A faithful transcription of all the data is required.

Recorded data
• • • • • • •

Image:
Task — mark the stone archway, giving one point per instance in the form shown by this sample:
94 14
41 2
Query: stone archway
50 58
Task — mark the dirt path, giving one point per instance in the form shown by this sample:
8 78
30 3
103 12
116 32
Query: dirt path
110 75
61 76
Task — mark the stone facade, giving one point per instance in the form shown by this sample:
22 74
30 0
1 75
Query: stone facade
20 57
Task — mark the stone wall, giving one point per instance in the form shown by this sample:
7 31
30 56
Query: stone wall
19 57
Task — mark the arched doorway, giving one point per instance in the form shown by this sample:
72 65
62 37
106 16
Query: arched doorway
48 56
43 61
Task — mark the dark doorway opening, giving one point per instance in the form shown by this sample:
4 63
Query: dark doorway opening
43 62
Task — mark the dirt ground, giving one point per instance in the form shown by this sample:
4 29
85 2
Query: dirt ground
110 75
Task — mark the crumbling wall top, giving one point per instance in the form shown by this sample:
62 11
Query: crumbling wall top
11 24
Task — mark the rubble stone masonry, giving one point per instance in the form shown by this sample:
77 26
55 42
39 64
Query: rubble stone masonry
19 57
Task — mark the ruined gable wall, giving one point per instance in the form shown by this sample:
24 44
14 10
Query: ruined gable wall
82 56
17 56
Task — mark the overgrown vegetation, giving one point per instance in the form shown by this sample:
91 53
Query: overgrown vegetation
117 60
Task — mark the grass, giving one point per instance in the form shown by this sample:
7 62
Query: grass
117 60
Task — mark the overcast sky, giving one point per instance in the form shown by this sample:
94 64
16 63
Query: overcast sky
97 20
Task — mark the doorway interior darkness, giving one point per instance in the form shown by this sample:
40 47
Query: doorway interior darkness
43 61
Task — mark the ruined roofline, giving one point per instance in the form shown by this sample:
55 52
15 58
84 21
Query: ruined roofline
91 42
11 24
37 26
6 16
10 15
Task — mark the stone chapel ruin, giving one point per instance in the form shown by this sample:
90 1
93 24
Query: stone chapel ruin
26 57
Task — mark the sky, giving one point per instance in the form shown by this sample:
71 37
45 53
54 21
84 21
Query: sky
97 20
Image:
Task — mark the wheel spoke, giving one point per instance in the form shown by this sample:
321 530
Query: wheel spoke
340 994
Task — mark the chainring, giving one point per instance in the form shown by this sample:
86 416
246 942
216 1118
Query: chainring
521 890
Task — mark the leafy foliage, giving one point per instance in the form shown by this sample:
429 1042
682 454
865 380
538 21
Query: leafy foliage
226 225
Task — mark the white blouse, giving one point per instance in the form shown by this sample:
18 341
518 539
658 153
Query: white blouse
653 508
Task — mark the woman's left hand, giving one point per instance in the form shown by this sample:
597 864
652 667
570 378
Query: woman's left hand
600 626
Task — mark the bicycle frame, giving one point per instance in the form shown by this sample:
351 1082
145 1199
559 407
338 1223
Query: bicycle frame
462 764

• • • • • • •

### ANSWER TO THE EXERCISE
Image:
Task — mark the stone archway, giving one point per instance in the form shown by this sample:
94 14
41 2
Query: stone archway
50 58
Task — mark the dirt path, giving one point per instance in the form shown by this sample:
8 78
30 3
103 12
116 32
Query: dirt path
110 75
61 76
Task — mark the stone facade, giving one point per instance in the form shown by this sample:
22 74
30 0
1 75
Query: stone facade
20 57
Task — mark the stone wall, giving one point per instance in the form shown by this sample:
7 31
30 56
Query: stone wall
19 57
Task — mark the arched doorway, giving one point per instance in the form shown by this sample:
72 65
62 37
106 16
Query: arched doorway
48 56
43 61
Task — mark the dark doorway opening, giving one point per instance in the form shown by this sample:
4 63
Query: dark doorway opening
43 62
Task — mark the dirt ground, giving one point per instance in the form shown by this sample:
4 29
85 2
Query: dirt ground
110 75
Task — mark the crumbling wall top, giving one point per instance in the form shown by this sample:
62 11
Query: crumbling wall top
11 24
Task — mark the rubble stone masonry, giving one point per instance in the form shown by this sample:
77 26
55 42
39 64
Query: rubble stone masonry
19 57
Task — mark the ruined gable wall, giving one point per instance in the form shown by this sample:
24 44
14 10
Query: ruined gable wall
82 56
17 56
Task — mark the overgrown vegetation, giving one point per instance in the form shown by this sample:
91 53
Query: overgrown vegetation
117 60
Task — mark the grass, giving one point per instance in the form shown by this sample:
7 62
Query: grass
117 60
Task — mark the overcast sky, giving one point per instance in the form shown by this sample:
94 64
16 63
Query: overcast sky
97 20
Task — mark the doorway interior darkness, giving one point per instance in the form shown by this sample:
40 47
Query: doorway interior darkness
43 61
Task — mark the ruined roofline, giving one point per instance in the form shown by this sample:
55 52
15 58
84 21
Query: ruined roofline
91 42
11 24
37 26
6 16
10 15
Task — mark the stone chapel ruin, giving one point per instance in the form shown by this sample:
90 1
93 24
Query: stone chapel ruin
26 57
Task — mark the sky, giving one point per instance in the form shown by this sample:
71 37
45 53
54 21
84 21
Query: sky
97 20
Image:
Task — mark the wheel spoke, giving one point per instance in the form shown by this sample:
321 530
Query: wheel spoke
340 994
Task — mark the chainring, giving one point per instance in the form shown by this sample:
86 416
246 942
216 1118
Query: chainring
521 890
Task — mark the leafy foliage, giving one point per instance in the form shown by this sample:
429 1042
682 454
865 380
538 21
Query: leafy foliage
226 225
Task — mark the white blouse, giving one point per instance in the form shown by this sample:
18 341
518 539
658 153
Query: white blouse
653 508
Task — mark the woman's left hand, giving one point per instance in the form shown by this sample:
597 864
652 667
570 378
Query: woman's left hand
600 626
Task — mark the bicycle frame, giving one point per instance in the form shown by this sample:
351 1082
145 1199
559 407
338 1223
Query: bicycle frame
462 764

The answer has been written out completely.